I was smug in the knowledge that one day I would inherit that kingdom from my grandmothers and my mothers ! Age was good. Age made you powerful. This is all I had seen, and knew, for I knew no other way of life.
Correlated to such thinking, disease in our family was more an exception than a rule. Men and women had relatively healthy lives and usually died, with all their faculties intact, in their mid nineties. My grandfather, for example, who passed away a few years ago, was 95, sharp as a button, very wilfull, aware, on his toes, and quite a handful till the very end.
Growing up, I had never heard anyone unhappy with their age. There was no one – including young girls, or women, who expressed the desire to “remain young.” Age was such a non issue. Perhaps ours was an exceptional community, or perhaps I lived during exceptional times which exist no more. We lacked awareness, or desire for plastic surgery. Women who did that were a butt of jokes – they were assumed to be unintelligent, lacking in self confidence, desperate for male attention which probably was not forthcoming unless they made great efforts at becoming externally beautiful. There was no desire to overdress, or under-dress, to over or underexpose, to pile on too much makeup simply to look younger, or older. Women – and men – accepted their age, with grace and hoped to grow in wisdom. Their clothing, lifestyle, makeup etc automatically evolved to reflect their change of life-stage. There were no big bashes at 30, 40, 50. No one mourned the passage from 40-50 or from 50 – 60 or beyond. We were simple people with simple needs and desires. And we were very healthy and happy bunch of people too !
Given that background, and upbringing, I have never been able to look at age as a liability, or as something one has to hide, or dislike, or be wary of.
Age is. It simply is. It remains as is. What increases and evolves, with time, is the mind. The consciousness. The ability of a person to think, to analyse, to understand, to marvel, to wonder, to become more and more curious of everything around, and hence, to hopefully unite with the universe. And each passing day that unfolds, brings with it the promise of wisdom, grace and expansion of consciousness.
I first became aware of this dissonance between myself and the outer world during my MSW. My class was primarily dominated by 20 and 30 year olds. For some reasons, 29 is deemed perfect age by a lot of women. They say it is a magical number for age. Not too young, and just short of 30 – which some think is too old. Somehow, most of the women in my class were 29. Or so they said.
A 29 year old girl/child/woman in my class argued that when she thought of age, she thought of disease, incapacitated thinking, old fashioned way of life. She never wanted to grow old, she said. And while she was saying it, she looked at me – as if to apologise for her “inconsiderate statements” and “harsh truths” as she later said they were. I was in my mid 40s at the time, and had never thought of myself as “old”. I didn’t even think my grandfather – 80 at the time – was old. I simply did not relate human aches and pains with age. I was unafraid. And I remain so till date – despite the aches and pains.
So her words came as a shock to me.
And as if on cue, the instructor looked at me for my response because I was, as it was perceived, on the “wrong side of life” (ha!).

● **WORK ORDER 1**
Please set down the passage on aging word for word, between "A 29 year old" and "aches and pains.", inclusive.
● **WORK ORDER 2**
Answer these from the passage on aging:
(a) At what age did the writer's grandfather pass away?
(b) During which program of study did the writer first notice a dissonance with the outer world?
(c) How old was the writer when the 29-year-old classmate spoke about age?
● **WORK ORDER 3**
Condense the paragraph of the passage on aging that begins "Growing up, I had never heard" into a short bulleted list that keeps its main facts.

● **ENTRIES SHOWN**

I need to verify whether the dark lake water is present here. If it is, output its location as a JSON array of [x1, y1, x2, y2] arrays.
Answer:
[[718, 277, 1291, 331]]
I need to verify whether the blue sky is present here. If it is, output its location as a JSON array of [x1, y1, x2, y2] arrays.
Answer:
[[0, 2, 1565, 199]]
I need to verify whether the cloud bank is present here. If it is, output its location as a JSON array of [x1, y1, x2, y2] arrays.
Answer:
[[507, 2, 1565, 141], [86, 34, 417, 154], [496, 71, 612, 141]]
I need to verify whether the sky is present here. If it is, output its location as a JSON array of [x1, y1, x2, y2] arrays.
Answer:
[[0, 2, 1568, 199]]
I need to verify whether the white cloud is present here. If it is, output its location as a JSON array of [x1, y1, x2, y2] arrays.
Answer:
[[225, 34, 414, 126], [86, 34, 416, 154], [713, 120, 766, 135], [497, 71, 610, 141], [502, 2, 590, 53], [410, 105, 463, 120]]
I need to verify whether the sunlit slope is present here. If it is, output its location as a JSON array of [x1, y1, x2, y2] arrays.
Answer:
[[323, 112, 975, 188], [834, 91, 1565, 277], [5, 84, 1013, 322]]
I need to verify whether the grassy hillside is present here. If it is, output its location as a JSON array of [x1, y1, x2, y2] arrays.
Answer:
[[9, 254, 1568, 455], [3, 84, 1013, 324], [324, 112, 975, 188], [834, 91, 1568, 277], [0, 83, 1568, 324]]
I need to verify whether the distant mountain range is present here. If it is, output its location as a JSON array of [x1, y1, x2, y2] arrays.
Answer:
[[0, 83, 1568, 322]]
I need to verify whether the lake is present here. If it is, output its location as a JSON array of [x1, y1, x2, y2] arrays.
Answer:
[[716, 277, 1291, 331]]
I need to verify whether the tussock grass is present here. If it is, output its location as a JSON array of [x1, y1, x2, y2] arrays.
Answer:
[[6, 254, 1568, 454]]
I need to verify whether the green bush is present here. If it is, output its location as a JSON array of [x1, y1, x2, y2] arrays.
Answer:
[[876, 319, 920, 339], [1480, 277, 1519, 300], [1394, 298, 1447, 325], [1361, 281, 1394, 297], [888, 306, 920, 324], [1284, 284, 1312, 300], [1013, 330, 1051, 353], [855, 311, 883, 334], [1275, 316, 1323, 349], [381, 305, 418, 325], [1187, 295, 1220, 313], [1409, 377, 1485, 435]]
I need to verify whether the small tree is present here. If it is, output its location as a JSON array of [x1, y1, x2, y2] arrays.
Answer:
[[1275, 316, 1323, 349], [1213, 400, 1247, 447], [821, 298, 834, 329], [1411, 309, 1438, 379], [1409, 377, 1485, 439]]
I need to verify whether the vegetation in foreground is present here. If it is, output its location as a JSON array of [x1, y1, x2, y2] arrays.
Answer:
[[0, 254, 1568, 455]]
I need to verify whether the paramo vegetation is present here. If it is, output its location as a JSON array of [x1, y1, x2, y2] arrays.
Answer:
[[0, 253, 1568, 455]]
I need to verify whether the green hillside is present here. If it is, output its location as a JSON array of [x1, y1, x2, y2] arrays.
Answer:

● **OUTPUT 1**
A 29 year old girl/child/woman in my class argued that when she thought of age, she thought of disease, incapacitated thinking, old fashioned way of life. She never wanted to grow old, she said. And while she was saying it, she looked at me – as if to apologise for her “inconsiderate statements” and “harsh truths” as she later said they were. I was in my mid 40s at the time, and had never thought of myself as “old”. I didn’t even think my grandfather – 80 at the time – was old. I simply did not relate human aches and pains with age. I was unafraid. And I remain so till date – despite the aches and pains.

● **OUTPUT 2**
(a) 95
(b) The MSW
(c) In the writer's mid 40s

● **OUTPUT 3**
- No one in the writer's community, young girls and women included, was unhappy with their age or wished to "remain young."
- There was no awareness of or desire for plastic surgery, and women who had it were the butt of jokes.
- No one overdressed, underdressed, or wore heavy makeup to look younger or older.
- Women and men accepted their age with grace and hoped to grow in wisdom, and their clothing, lifestyle and makeup changed with each life stage.
- There were no big celebrations at 30, 40 or 50, and no one mourned passing into a new decade.
- They were simple people with simple needs, and very healthy and happy.